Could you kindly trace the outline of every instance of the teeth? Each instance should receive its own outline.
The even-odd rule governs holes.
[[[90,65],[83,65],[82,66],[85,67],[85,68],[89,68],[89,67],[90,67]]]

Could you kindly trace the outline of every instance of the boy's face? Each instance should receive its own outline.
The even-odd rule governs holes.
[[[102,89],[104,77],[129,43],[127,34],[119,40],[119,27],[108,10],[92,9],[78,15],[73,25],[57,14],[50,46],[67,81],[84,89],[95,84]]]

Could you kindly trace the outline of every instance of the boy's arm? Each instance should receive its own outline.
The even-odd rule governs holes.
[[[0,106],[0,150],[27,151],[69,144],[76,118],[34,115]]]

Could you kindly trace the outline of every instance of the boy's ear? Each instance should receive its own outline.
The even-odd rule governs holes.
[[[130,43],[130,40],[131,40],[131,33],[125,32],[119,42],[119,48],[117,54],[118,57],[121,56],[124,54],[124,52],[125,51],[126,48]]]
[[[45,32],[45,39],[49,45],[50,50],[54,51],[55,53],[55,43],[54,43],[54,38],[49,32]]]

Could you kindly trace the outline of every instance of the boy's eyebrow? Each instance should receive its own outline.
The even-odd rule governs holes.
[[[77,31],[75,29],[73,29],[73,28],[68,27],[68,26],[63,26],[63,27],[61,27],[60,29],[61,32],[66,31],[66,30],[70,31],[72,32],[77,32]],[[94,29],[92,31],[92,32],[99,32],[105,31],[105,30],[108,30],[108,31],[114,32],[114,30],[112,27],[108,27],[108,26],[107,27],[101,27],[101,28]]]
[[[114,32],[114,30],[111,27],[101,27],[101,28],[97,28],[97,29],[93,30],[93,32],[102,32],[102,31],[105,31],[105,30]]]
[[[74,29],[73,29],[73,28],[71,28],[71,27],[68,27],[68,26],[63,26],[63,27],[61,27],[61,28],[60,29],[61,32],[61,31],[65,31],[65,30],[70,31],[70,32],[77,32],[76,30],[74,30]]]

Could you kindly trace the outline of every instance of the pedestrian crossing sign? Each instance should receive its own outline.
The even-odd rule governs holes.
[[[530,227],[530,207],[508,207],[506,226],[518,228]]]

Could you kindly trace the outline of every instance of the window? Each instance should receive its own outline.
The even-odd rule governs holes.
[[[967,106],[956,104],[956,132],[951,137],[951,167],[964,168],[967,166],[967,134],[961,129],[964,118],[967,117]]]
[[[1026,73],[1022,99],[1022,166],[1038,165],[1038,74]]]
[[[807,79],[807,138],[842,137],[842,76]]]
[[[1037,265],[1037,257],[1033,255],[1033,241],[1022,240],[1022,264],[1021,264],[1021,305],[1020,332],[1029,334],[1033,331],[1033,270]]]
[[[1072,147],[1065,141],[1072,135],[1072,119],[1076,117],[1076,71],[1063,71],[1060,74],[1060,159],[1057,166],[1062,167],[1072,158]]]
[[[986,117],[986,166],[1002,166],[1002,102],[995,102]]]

- Given task -
Give the records above, from the line containing "eyebrow? Each instance should receive its own outline." through the end of the records, as a two-column CSV with the headers label_request and polygon_answer. Make one row for each request, and put its text and its answer each in one quoted field with line breaks turned into spaces.

- Solution for this exercise -
label_request,polygon_answer
"Could you kindly trace the outline of every instance of the boy's eyebrow? Each instance should receive its own outline. The even-odd rule governs holes.","[[[77,31],[75,29],[73,29],[73,28],[68,27],[68,26],[63,26],[63,27],[61,27],[60,29],[61,32],[66,31],[66,30],[70,31],[72,32],[77,32]],[[94,29],[92,31],[92,32],[99,32],[105,31],[105,30],[108,30],[108,31],[114,32],[114,30],[112,27],[108,27],[108,26],[107,27],[101,27],[101,28]]] [[[114,32],[114,30],[111,27],[101,27],[101,28],[97,28],[97,29],[93,30],[93,32],[102,32],[102,31],[105,31],[105,30]]] [[[74,29],[73,29],[73,28],[71,28],[71,27],[68,27],[68,26],[63,26],[63,27],[61,27],[61,28],[60,29],[61,32],[61,31],[65,31],[65,30],[70,31],[70,32],[77,32],[76,30],[74,30]]]"
"Could you kindly trace the outline of every instance of the pedestrian crossing sign? Each instance should receive its own outline. The even-odd rule governs holes.","[[[530,227],[530,207],[508,207],[506,226],[518,228]]]"
"Could you kindly trace the outline of every instance of the window? Each instance should receive its own outline. The even-odd rule governs holes.","[[[967,106],[956,104],[956,132],[951,137],[951,167],[964,168],[967,166],[967,134],[961,129],[964,118],[967,117]]] [[[1026,73],[1022,99],[1022,166],[1038,165],[1038,74]]] [[[807,79],[807,138],[842,137],[842,76]]] [[[1037,265],[1037,257],[1033,255],[1033,241],[1022,240],[1022,264],[1021,264],[1021,305],[1020,332],[1029,334],[1033,331],[1033,270]]] [[[1072,147],[1065,141],[1072,135],[1072,119],[1076,117],[1076,71],[1063,71],[1060,74],[1060,159],[1057,166],[1062,167],[1072,158]]] [[[986,117],[986,166],[1002,166],[1002,102],[995,102]]]"